*** MATERIAL SUPPLIED ***
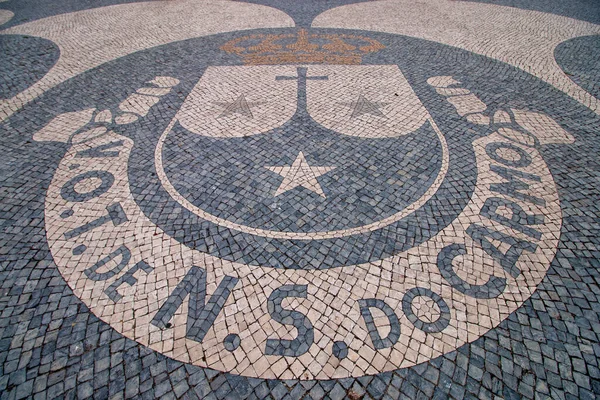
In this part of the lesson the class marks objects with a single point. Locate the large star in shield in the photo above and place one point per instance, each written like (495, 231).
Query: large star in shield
(300, 173)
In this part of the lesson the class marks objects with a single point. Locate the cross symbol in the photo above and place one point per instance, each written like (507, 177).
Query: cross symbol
(302, 78)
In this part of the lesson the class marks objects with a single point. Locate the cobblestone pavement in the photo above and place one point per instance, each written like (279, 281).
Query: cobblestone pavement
(269, 199)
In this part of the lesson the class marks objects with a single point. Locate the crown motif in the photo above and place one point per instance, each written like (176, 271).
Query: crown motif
(302, 47)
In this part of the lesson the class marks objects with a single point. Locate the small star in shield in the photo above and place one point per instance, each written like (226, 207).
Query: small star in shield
(364, 106)
(300, 173)
(238, 106)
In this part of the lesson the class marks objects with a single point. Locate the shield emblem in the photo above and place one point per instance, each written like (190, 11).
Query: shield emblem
(373, 101)
(301, 151)
(239, 101)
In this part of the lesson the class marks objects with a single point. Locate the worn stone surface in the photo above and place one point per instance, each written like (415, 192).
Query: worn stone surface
(299, 201)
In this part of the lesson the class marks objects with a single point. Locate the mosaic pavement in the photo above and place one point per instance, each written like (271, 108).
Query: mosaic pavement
(268, 199)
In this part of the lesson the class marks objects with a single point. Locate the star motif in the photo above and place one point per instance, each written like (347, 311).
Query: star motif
(300, 174)
(238, 106)
(364, 106)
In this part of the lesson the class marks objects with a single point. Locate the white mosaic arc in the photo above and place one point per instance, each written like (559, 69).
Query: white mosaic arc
(396, 125)
(332, 297)
(522, 38)
(89, 38)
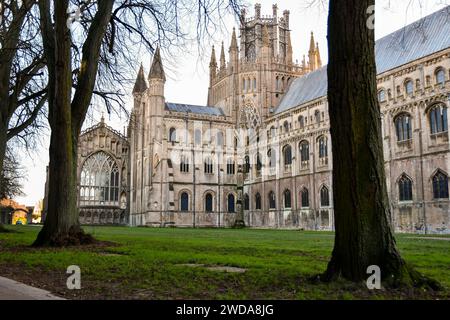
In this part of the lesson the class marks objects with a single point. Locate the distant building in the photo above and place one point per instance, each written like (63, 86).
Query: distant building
(13, 213)
(179, 164)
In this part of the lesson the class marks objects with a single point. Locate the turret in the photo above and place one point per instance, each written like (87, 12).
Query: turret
(286, 14)
(318, 59)
(222, 58)
(265, 52)
(289, 51)
(275, 13)
(156, 100)
(312, 54)
(212, 66)
(157, 76)
(234, 51)
(257, 11)
(140, 85)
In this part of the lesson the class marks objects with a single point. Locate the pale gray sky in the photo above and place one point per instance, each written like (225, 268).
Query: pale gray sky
(189, 83)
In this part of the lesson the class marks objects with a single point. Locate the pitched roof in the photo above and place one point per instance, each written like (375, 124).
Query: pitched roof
(140, 84)
(422, 38)
(157, 69)
(186, 108)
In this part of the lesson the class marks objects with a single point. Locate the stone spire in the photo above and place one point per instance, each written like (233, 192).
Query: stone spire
(222, 58)
(312, 54)
(233, 45)
(265, 37)
(289, 51)
(319, 60)
(157, 70)
(213, 65)
(141, 85)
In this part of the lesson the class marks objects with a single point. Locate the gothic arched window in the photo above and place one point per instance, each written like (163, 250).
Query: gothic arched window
(403, 127)
(317, 116)
(219, 141)
(184, 164)
(304, 151)
(231, 203)
(438, 119)
(440, 76)
(258, 201)
(272, 158)
(208, 202)
(440, 185)
(286, 126)
(209, 166)
(184, 201)
(405, 188)
(246, 164)
(246, 202)
(324, 197)
(301, 122)
(99, 183)
(382, 95)
(304, 194)
(272, 200)
(287, 199)
(231, 167)
(409, 87)
(287, 153)
(323, 147)
(258, 162)
(172, 135)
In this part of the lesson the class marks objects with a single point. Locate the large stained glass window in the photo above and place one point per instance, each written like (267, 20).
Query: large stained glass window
(99, 182)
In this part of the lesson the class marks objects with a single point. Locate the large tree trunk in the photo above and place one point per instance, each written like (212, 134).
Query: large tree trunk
(66, 117)
(363, 232)
(3, 141)
(61, 225)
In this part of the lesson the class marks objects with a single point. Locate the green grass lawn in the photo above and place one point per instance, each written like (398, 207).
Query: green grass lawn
(149, 263)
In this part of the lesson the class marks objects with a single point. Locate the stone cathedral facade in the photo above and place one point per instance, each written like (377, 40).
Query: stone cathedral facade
(260, 150)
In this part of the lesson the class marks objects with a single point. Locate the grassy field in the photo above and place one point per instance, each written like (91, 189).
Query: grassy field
(146, 263)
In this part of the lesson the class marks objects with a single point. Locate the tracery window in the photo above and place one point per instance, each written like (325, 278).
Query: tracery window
(184, 202)
(272, 200)
(231, 203)
(403, 127)
(438, 119)
(99, 181)
(324, 197)
(405, 188)
(304, 151)
(440, 185)
(323, 147)
(440, 76)
(258, 201)
(409, 87)
(287, 199)
(304, 194)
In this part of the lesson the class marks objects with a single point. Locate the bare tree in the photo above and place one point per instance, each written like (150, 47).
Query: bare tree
(363, 233)
(11, 177)
(22, 76)
(89, 62)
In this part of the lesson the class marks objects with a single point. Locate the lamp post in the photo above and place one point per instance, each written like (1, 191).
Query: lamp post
(239, 222)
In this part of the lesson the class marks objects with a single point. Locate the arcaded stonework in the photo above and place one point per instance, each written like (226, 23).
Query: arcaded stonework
(103, 176)
(262, 145)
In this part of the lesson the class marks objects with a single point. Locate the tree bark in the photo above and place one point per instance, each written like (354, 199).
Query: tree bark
(66, 117)
(363, 233)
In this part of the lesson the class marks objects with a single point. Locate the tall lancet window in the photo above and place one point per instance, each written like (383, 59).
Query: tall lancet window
(99, 181)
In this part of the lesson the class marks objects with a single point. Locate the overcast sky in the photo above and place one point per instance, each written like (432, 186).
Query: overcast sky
(188, 82)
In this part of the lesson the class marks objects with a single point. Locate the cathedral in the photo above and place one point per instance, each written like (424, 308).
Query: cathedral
(259, 152)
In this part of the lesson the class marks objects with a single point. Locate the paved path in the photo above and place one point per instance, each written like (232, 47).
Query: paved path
(13, 290)
(430, 238)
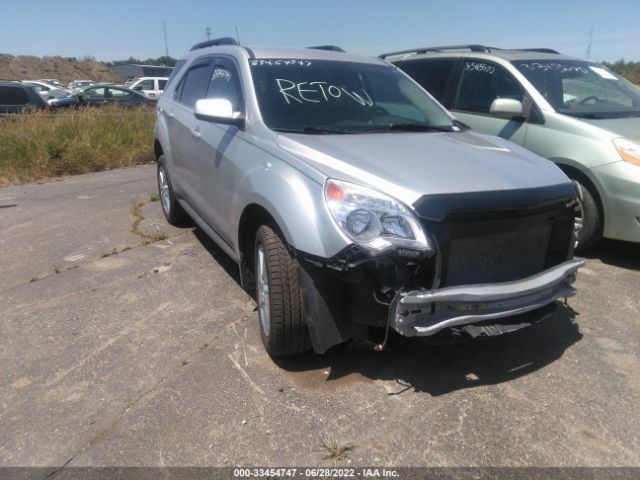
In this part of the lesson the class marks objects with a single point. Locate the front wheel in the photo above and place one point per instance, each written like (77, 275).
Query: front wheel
(173, 212)
(588, 215)
(282, 324)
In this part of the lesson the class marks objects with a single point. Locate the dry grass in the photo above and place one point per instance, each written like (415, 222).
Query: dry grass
(50, 144)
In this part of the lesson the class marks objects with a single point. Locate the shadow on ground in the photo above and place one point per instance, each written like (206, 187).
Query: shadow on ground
(441, 369)
(228, 265)
(616, 253)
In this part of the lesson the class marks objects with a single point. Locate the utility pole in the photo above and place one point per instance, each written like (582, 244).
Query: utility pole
(166, 45)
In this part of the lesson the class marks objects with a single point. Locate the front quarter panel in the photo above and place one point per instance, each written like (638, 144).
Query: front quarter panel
(296, 204)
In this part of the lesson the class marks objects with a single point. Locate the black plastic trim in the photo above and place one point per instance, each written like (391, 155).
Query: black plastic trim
(440, 207)
(215, 42)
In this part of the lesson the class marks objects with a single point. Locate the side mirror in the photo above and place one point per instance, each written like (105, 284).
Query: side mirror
(218, 110)
(506, 108)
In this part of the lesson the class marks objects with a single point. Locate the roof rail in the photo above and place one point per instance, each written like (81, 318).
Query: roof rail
(540, 50)
(214, 43)
(332, 48)
(472, 47)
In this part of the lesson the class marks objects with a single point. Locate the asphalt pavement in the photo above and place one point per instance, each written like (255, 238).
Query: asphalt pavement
(133, 344)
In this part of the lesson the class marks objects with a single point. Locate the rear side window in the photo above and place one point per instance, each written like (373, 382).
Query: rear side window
(481, 83)
(117, 93)
(10, 95)
(434, 75)
(195, 85)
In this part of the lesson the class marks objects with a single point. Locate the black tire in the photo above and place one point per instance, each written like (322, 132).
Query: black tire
(173, 211)
(591, 232)
(286, 330)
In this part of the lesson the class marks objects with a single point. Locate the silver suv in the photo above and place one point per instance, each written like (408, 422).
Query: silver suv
(350, 199)
(575, 112)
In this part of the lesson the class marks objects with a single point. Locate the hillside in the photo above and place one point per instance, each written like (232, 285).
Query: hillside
(64, 69)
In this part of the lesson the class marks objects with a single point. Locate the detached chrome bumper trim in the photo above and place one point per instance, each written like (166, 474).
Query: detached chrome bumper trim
(426, 312)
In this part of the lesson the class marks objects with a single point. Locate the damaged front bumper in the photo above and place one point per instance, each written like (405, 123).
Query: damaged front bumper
(426, 312)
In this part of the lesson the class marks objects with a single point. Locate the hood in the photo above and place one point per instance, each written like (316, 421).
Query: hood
(410, 165)
(625, 127)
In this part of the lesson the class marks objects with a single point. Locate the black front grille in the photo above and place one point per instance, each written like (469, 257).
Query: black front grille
(501, 246)
(497, 256)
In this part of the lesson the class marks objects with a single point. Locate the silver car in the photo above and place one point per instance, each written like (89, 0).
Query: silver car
(351, 200)
(575, 112)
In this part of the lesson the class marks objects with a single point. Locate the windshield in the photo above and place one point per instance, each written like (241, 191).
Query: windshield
(319, 96)
(582, 89)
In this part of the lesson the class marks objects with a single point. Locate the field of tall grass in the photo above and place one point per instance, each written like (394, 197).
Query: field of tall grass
(46, 144)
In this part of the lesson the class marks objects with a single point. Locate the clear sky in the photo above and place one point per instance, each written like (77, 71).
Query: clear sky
(118, 29)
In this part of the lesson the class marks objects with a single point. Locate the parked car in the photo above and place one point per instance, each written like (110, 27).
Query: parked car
(46, 91)
(98, 95)
(151, 87)
(351, 199)
(16, 97)
(77, 85)
(575, 112)
(53, 82)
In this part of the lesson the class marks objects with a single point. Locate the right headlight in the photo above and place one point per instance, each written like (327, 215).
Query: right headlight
(628, 150)
(372, 219)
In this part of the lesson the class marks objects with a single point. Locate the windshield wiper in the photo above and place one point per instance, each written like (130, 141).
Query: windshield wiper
(410, 127)
(314, 130)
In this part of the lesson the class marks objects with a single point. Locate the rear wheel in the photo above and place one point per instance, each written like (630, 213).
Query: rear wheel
(172, 210)
(282, 324)
(588, 215)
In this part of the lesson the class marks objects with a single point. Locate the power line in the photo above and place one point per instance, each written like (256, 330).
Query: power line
(166, 45)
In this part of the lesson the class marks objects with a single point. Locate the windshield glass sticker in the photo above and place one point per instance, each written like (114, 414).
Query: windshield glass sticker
(479, 67)
(316, 92)
(604, 73)
(279, 62)
(221, 73)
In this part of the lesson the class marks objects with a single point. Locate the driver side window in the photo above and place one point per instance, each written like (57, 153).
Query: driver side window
(224, 84)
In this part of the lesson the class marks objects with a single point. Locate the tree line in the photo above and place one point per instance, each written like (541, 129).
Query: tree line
(629, 70)
(162, 61)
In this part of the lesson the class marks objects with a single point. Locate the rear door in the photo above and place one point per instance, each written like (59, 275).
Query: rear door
(12, 99)
(480, 82)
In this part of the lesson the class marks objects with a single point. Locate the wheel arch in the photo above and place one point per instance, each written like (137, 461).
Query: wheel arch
(577, 174)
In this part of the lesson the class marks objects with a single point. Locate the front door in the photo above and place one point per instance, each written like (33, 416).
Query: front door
(217, 155)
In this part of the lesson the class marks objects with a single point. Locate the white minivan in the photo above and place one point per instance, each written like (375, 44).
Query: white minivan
(151, 87)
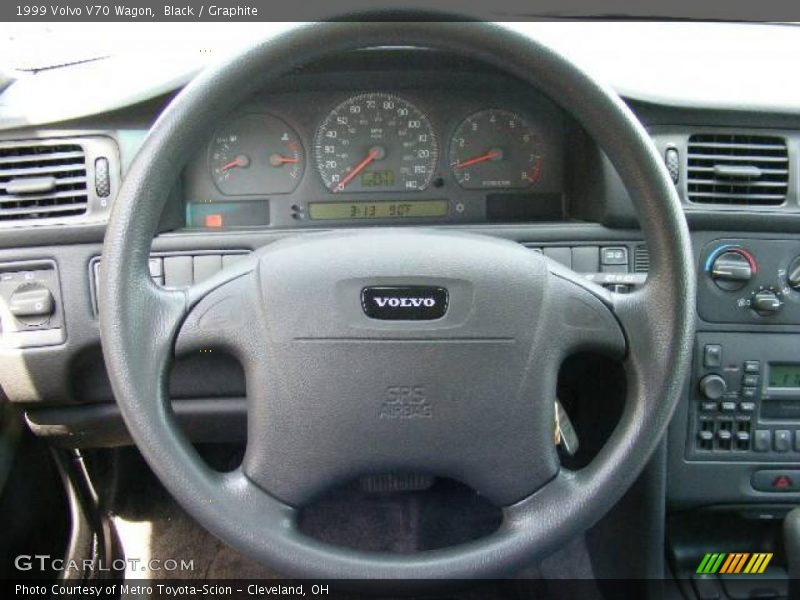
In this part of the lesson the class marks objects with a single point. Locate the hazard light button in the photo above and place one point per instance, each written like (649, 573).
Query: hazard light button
(775, 480)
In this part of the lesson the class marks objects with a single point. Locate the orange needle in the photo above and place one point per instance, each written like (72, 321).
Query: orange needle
(491, 155)
(373, 154)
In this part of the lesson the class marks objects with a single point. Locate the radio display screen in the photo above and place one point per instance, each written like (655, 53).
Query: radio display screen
(404, 209)
(784, 376)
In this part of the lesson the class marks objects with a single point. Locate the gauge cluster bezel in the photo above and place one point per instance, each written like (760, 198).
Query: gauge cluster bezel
(445, 106)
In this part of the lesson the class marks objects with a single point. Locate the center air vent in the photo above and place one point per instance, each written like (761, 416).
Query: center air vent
(737, 169)
(42, 181)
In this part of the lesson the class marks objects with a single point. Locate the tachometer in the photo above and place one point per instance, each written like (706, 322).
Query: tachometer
(495, 149)
(256, 154)
(376, 142)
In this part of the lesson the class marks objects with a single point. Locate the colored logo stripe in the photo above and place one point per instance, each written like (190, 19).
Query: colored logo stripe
(734, 563)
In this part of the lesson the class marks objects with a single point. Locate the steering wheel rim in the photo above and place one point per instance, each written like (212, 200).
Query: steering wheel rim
(140, 322)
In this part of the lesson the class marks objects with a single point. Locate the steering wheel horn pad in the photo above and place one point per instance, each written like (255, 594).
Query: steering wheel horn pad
(346, 395)
(334, 393)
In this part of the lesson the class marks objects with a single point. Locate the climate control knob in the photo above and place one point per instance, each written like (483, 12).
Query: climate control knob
(793, 274)
(731, 270)
(766, 303)
(713, 387)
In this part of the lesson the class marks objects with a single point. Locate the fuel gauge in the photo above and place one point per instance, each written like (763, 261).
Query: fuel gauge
(256, 154)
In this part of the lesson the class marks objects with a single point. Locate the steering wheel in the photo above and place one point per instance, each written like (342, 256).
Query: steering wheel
(331, 390)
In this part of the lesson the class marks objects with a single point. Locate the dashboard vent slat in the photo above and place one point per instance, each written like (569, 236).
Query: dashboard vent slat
(64, 163)
(641, 259)
(737, 169)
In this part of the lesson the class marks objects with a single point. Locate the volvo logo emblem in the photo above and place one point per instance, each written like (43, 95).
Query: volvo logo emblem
(404, 303)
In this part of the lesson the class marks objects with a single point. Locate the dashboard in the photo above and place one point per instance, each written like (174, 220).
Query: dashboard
(388, 155)
(397, 137)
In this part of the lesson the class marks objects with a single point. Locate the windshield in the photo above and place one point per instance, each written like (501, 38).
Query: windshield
(31, 47)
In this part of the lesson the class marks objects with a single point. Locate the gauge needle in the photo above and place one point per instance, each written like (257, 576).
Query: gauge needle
(374, 154)
(491, 155)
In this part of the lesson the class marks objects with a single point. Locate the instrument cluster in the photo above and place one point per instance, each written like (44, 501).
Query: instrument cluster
(415, 156)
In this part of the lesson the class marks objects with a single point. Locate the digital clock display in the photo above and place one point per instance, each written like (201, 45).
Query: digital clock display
(784, 376)
(412, 209)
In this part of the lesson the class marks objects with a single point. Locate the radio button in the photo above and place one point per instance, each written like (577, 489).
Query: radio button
(762, 440)
(705, 435)
(752, 366)
(750, 380)
(712, 356)
(712, 387)
(783, 440)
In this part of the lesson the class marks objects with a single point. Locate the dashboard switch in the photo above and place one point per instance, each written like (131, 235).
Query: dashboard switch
(731, 271)
(614, 255)
(713, 387)
(31, 304)
(712, 356)
(766, 302)
(770, 480)
(783, 440)
(762, 440)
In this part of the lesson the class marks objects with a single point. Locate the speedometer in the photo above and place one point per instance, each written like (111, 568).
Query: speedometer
(376, 142)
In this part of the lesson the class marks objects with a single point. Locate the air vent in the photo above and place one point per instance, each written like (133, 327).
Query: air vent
(42, 181)
(641, 259)
(737, 169)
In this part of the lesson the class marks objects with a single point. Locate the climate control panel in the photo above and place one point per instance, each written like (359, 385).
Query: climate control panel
(750, 281)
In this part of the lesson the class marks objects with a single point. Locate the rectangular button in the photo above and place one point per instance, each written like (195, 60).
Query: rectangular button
(177, 271)
(560, 255)
(712, 355)
(613, 268)
(748, 393)
(750, 380)
(156, 267)
(614, 255)
(752, 366)
(762, 440)
(783, 440)
(774, 480)
(206, 265)
(586, 259)
(31, 303)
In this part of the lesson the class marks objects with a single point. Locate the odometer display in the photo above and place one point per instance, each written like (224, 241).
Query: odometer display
(784, 376)
(376, 142)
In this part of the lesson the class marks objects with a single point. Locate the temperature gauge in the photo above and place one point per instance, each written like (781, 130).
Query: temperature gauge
(256, 154)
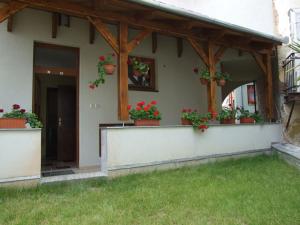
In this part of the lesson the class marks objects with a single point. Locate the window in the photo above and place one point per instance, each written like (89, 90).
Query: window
(295, 24)
(143, 82)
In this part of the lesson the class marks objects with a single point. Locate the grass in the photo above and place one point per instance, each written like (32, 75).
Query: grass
(262, 190)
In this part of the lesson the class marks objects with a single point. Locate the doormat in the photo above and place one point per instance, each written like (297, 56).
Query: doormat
(57, 173)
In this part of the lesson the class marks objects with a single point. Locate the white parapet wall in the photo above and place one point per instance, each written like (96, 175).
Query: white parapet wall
(133, 147)
(20, 154)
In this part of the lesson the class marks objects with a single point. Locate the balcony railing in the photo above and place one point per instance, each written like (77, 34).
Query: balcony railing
(291, 66)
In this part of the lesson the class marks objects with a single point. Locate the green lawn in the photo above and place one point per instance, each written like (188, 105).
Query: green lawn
(262, 190)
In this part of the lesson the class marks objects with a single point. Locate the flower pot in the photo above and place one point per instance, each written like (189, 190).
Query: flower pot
(145, 122)
(228, 121)
(137, 73)
(203, 81)
(246, 120)
(186, 122)
(109, 68)
(221, 82)
(8, 123)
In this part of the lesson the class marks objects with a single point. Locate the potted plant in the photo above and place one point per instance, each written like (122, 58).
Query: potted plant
(204, 75)
(221, 78)
(145, 115)
(245, 116)
(17, 118)
(139, 68)
(105, 67)
(227, 116)
(187, 116)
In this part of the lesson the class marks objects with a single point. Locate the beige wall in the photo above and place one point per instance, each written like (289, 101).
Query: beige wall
(177, 86)
(20, 154)
(128, 147)
(281, 9)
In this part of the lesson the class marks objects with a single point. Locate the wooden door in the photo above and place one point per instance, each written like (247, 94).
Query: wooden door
(66, 133)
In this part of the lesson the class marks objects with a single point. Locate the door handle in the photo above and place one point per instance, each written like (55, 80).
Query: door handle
(59, 121)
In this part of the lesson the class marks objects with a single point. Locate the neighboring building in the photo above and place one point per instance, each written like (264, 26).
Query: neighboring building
(49, 59)
(287, 23)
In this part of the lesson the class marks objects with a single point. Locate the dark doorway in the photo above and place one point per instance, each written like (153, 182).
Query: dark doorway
(56, 73)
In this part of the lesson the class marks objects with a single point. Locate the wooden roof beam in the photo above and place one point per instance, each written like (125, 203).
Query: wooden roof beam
(10, 9)
(106, 34)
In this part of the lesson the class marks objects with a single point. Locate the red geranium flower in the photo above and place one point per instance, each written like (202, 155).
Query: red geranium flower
(156, 113)
(153, 102)
(141, 103)
(92, 86)
(16, 106)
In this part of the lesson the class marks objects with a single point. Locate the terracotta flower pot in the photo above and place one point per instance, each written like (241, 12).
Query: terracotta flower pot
(221, 82)
(246, 120)
(8, 123)
(137, 73)
(146, 122)
(186, 122)
(203, 81)
(109, 68)
(228, 121)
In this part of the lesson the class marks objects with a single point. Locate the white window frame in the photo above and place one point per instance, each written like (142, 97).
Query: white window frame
(295, 33)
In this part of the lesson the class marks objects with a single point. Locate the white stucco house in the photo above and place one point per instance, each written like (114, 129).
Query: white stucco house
(51, 49)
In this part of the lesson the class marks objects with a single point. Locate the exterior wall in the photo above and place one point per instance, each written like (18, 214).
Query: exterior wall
(128, 147)
(20, 154)
(177, 86)
(233, 11)
(281, 8)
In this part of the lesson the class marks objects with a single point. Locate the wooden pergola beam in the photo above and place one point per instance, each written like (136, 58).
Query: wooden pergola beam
(138, 39)
(199, 50)
(123, 73)
(10, 9)
(154, 42)
(106, 34)
(179, 47)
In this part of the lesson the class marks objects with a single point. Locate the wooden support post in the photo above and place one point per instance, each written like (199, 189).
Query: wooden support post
(123, 72)
(92, 34)
(212, 85)
(154, 42)
(10, 9)
(55, 18)
(179, 47)
(269, 80)
(10, 22)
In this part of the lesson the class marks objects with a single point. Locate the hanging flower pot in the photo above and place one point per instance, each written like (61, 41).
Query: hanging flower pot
(137, 73)
(221, 82)
(109, 68)
(247, 120)
(10, 123)
(204, 81)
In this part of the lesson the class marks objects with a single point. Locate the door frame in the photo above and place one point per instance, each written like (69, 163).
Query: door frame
(77, 77)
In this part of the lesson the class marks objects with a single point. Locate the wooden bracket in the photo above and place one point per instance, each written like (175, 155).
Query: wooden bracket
(179, 47)
(219, 53)
(10, 9)
(137, 40)
(106, 34)
(200, 51)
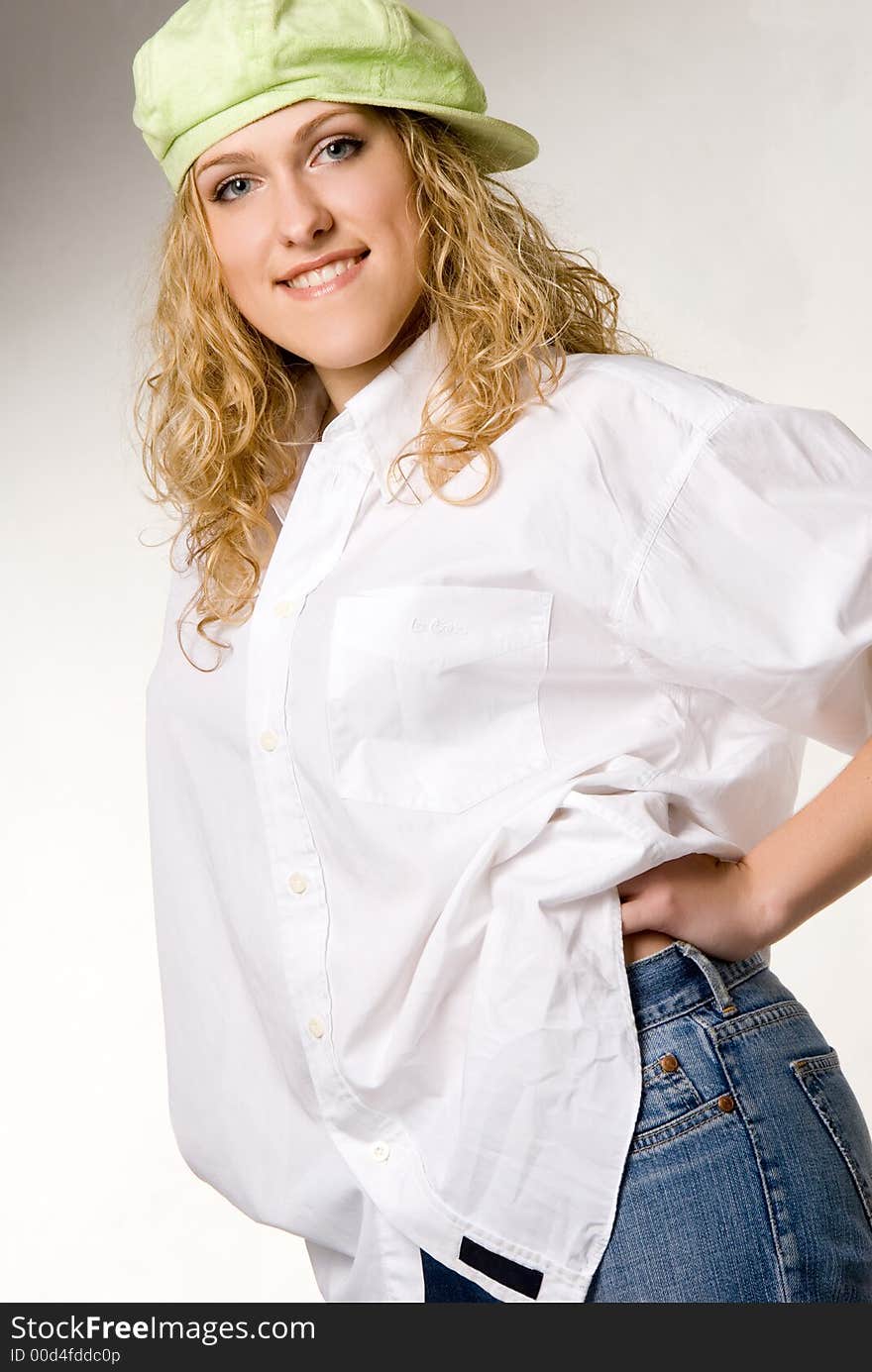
***
ACTIVITY → In the copy, leave out all pictures, and retype exactly each line from the one with "like (175, 155)." through the last line of the entries.

ANSWER SECTION →
In this part of the lesson the class marks objects with a single point. Locate the wooden bracket in the photo above and place one point per instance, each written like (175, 155).
Query: wooden bracket
(179, 47)
(219, 53)
(10, 9)
(137, 40)
(106, 34)
(200, 51)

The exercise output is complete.